— start of Text extract —
SZoller, January 13th, 2009

Pantera's "Official Live: 101 Proof" is one of the finest examples of what made Pantera one of the greatest heavy metal bands of all time, not to mention a killer live act. The album captures in spades all the energy and intensity of a live Pantera show, featuring stellar performances from each member of the band. One of the most redeeming qualities of this album are early Pantera classics (off of "Cowboys From Hell" and "Vulgar Display of Power") given steroid injections via Dimebag's updated and far more brutal guitar work (circa 1996), resulting in much heavier versions than the originals.

The previous reviewers are right to point out that this album is not recorded from one solitary show. If the album was recorded poorly and/or felt disjointed I would hold this fact against the album. However, the production here is among the finest of any live recording I have ever heard, and the transitions between songs from different shows are both smooth and coherent. The tracklisting of any live show is going to disappoint some fans, but the selection of tracks here shouldn't surprise anyone seeing as they are all staples of a Pantera show ("Angel of Death" is an obvious choice for Slayer, but we would all be pissed if they didn't play it, right?). Granted, it would be cool to hear some of the lesser played Pantera tunes like "Heresey" or "Throes of Rejection," but their absence doesn't detract from the album.
— end of Text extract —
— start of Data excerpts —
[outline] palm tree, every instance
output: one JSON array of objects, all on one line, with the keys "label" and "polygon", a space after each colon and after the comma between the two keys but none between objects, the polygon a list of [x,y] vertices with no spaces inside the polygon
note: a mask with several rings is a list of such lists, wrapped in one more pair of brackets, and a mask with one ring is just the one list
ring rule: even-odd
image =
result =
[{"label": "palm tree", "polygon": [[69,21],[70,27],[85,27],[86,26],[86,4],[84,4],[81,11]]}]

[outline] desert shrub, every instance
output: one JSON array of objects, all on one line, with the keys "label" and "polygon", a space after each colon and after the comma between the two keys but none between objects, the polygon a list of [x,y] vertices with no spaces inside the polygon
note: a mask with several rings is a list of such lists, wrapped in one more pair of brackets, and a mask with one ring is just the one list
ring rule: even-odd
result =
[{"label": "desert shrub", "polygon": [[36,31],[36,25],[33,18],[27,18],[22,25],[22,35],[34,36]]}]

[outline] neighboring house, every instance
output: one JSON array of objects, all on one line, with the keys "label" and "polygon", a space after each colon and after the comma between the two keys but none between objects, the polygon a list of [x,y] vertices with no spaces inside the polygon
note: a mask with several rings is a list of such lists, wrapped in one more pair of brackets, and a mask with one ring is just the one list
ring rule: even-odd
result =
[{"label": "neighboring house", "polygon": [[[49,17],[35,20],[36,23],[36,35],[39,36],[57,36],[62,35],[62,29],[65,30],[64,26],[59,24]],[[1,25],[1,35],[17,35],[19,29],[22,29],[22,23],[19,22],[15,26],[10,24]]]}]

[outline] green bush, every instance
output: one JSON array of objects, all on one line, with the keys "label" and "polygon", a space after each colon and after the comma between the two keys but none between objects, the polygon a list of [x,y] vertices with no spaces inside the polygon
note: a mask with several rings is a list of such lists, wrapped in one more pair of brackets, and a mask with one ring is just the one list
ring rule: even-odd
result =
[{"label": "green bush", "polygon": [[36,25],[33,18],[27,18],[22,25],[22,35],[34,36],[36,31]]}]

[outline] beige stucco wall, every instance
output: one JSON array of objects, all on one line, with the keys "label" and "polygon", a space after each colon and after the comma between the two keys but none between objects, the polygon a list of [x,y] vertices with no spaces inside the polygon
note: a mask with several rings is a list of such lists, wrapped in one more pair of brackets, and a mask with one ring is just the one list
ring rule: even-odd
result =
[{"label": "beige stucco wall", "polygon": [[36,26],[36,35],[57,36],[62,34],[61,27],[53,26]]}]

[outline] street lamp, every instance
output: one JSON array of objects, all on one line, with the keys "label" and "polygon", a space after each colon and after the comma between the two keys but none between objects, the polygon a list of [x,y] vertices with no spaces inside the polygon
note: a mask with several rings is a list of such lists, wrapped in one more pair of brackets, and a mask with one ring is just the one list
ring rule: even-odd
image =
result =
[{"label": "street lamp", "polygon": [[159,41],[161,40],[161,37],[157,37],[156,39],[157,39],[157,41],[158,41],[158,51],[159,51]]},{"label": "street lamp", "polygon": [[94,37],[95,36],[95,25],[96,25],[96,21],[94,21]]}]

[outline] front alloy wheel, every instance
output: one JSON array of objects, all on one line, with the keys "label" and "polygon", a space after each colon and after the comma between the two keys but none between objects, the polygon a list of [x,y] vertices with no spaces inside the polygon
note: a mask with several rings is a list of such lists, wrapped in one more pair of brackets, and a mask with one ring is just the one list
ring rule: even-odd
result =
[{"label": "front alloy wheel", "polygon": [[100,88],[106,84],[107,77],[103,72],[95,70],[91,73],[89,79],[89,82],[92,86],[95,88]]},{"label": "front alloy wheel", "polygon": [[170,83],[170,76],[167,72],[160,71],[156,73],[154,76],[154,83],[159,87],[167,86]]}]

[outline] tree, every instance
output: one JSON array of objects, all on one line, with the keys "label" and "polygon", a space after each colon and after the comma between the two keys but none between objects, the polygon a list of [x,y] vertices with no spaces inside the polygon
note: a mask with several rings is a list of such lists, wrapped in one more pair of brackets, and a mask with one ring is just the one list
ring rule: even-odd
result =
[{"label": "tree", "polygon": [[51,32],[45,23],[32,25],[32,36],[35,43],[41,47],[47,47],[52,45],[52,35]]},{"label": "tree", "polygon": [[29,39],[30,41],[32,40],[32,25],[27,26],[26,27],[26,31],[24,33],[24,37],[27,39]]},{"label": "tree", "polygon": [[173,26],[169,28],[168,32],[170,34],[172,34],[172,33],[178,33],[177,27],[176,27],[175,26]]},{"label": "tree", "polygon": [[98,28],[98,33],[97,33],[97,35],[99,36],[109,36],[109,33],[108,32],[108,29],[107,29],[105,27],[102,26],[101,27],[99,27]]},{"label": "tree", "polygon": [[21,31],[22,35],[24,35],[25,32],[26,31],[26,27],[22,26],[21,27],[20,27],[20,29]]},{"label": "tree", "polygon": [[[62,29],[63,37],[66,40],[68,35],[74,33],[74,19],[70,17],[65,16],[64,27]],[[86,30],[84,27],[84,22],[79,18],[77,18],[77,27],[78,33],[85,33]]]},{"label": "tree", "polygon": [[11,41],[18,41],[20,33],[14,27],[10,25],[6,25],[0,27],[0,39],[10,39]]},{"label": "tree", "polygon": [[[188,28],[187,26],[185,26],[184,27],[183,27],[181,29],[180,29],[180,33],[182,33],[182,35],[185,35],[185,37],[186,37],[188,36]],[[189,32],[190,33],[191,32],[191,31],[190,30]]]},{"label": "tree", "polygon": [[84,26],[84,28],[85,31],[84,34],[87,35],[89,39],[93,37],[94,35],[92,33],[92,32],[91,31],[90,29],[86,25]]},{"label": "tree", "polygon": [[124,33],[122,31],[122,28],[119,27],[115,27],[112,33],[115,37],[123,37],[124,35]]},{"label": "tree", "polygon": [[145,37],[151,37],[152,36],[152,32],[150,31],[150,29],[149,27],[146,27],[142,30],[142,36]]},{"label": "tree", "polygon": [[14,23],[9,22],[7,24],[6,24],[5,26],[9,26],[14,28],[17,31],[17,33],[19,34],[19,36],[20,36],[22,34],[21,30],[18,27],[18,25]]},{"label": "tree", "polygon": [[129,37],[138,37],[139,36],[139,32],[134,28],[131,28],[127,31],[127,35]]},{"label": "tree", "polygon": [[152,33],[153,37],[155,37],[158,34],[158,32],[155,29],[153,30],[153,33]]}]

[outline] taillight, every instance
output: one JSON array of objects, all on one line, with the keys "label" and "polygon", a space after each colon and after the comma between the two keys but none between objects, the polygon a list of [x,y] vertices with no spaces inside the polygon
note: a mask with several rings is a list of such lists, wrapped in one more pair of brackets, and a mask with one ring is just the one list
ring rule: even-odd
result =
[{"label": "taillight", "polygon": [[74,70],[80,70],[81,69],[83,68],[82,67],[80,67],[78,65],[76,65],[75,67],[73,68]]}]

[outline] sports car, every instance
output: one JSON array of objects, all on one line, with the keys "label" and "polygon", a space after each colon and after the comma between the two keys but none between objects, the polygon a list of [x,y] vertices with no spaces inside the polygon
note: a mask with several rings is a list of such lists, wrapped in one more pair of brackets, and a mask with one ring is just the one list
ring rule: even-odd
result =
— end of Data excerpts —
Set of tasks »
• A. List every title that appears inside quotation marks in the Pantera live album review.
• B. Pick up the Pantera live album review after its last sentence and keep writing it.

Set of answers »
• A.
"Official Live: 101 Proof"
"Cowboys From Hell"
"Vulgar Display of Power"
"Angel of Death"
"Heresey"
"Throes of Rejection"

• B.
While there are many subtle live variations throughout, the standout (and most obvious) tracks are the combination of Domination and Hollow, and the chorus riff from Ted Nugent's "Cat Scratch Fever" thrown into "Cowboys from Hell." Phil Anselmo's rants between songs are another great addition to the album, not only because they are hilarious but because they fit perfectly with the spirit and attitude of a Pantera show.

The final two tracks, recorded in the studio, are as strong as any Pantera material around. These are definitely not b-sides by any means. Had Pantera decided to record another studio album between "The Great Southern Trendkill" and "Reinventing the Steel" these would have no doubt been on it. Be forewarned: Dimebag's solo on "I Can't Hide" will make you shit your pants.

In the end, if you dislike live records and/or Pantera, don't bother with this album. However, if you want to hear some of the most brilliant, innovative, and downright heavy guitar work ever, get this album. Don't let jack-asses who are more concerned with Pantera's success than their music get in the way of listening to metal of the highest order.